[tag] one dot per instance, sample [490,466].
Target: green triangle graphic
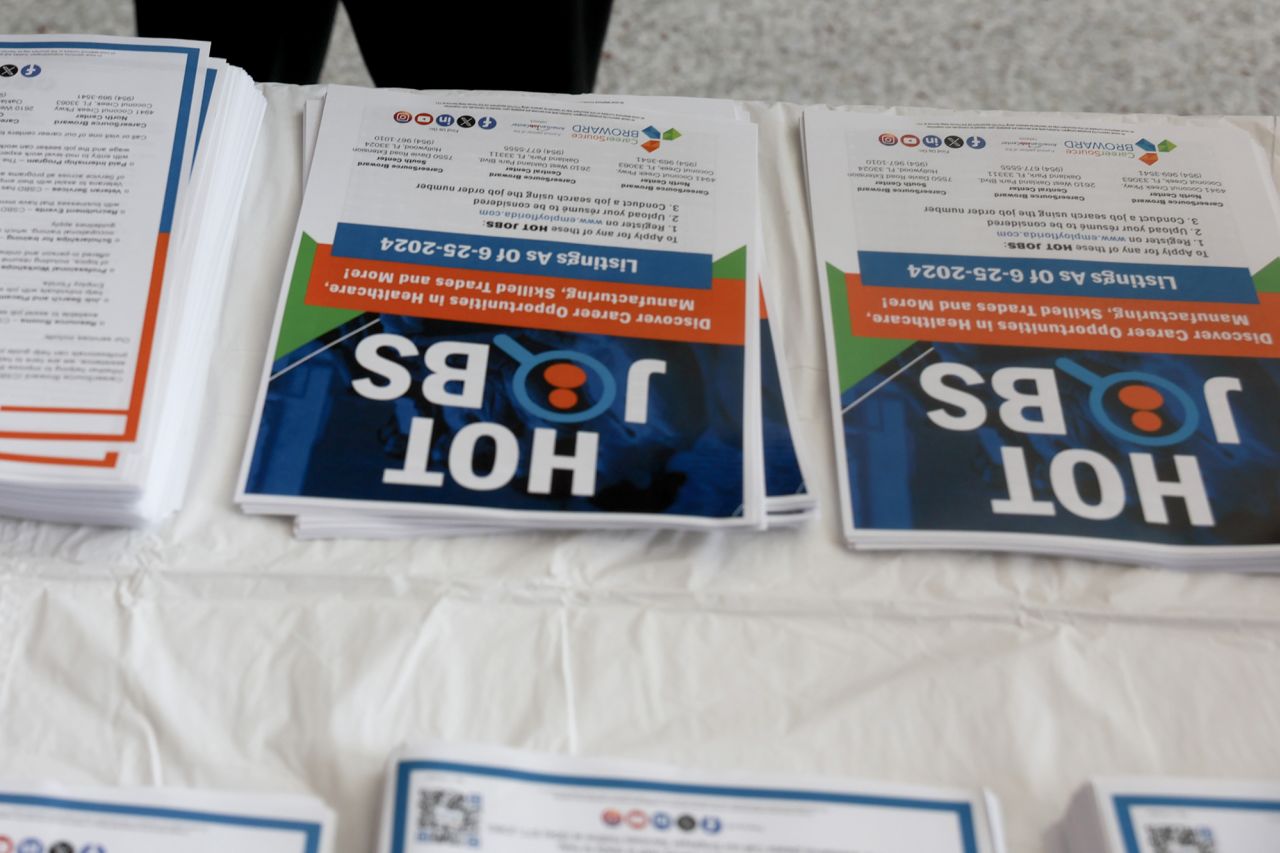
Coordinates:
[1267,279]
[855,357]
[732,265]
[304,323]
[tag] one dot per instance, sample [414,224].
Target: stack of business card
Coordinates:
[1157,815]
[519,311]
[487,798]
[1052,333]
[124,163]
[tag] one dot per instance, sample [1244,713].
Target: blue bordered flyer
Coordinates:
[499,799]
[1175,816]
[60,820]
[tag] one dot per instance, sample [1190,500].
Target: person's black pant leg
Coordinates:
[548,46]
[287,48]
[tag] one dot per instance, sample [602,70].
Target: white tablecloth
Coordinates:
[218,651]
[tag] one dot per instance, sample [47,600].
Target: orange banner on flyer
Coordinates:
[1066,322]
[713,315]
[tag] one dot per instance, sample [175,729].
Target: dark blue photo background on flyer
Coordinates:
[908,471]
[321,438]
[782,474]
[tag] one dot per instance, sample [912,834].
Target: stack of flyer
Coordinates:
[499,799]
[123,163]
[48,819]
[1174,816]
[1052,333]
[522,311]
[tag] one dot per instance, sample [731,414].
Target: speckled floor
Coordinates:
[1166,56]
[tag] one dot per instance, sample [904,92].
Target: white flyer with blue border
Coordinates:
[481,798]
[159,820]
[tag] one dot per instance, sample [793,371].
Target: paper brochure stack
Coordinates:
[489,798]
[513,311]
[1052,333]
[58,819]
[123,163]
[1156,815]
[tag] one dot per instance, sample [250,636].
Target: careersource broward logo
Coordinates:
[653,137]
[1150,155]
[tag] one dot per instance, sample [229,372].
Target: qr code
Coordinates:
[448,817]
[1182,839]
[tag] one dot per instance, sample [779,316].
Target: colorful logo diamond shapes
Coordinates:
[656,137]
[1151,149]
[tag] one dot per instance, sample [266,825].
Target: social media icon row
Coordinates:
[9,69]
[933,141]
[662,821]
[36,845]
[444,119]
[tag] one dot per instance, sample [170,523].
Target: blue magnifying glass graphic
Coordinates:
[529,361]
[1101,386]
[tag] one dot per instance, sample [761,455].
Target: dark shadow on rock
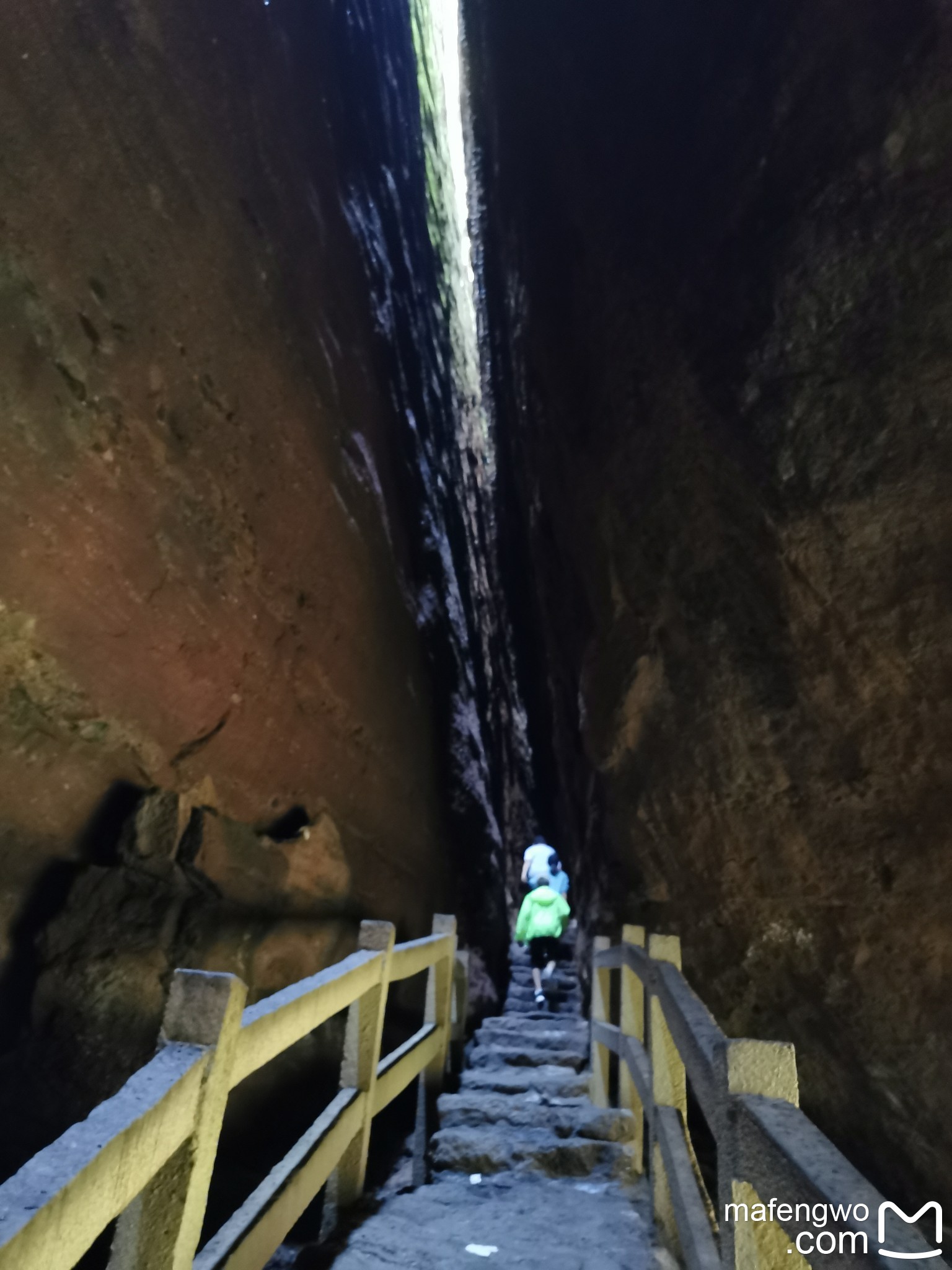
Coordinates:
[97,843]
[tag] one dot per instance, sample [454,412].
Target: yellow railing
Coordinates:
[146,1155]
[769,1153]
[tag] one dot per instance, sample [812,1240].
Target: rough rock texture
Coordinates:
[546,1176]
[720,267]
[234,567]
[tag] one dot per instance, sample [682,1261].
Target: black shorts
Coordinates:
[544,950]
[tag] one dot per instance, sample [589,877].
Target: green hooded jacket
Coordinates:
[544,913]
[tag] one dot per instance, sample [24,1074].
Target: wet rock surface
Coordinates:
[243,579]
[553,1189]
[719,276]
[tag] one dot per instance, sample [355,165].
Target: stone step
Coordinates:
[530,1025]
[553,1010]
[523,980]
[565,1118]
[519,958]
[519,1055]
[539,1042]
[494,1150]
[547,1081]
[526,992]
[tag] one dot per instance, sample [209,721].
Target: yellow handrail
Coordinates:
[146,1155]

++++++++

_REQUIREMENT_: Scan the records above for the string "graphic", then copy each line where it turns up.

_EXERCISE OUTPUT_:
Target: green triangle graphic
Target: blue magnifying glass graphic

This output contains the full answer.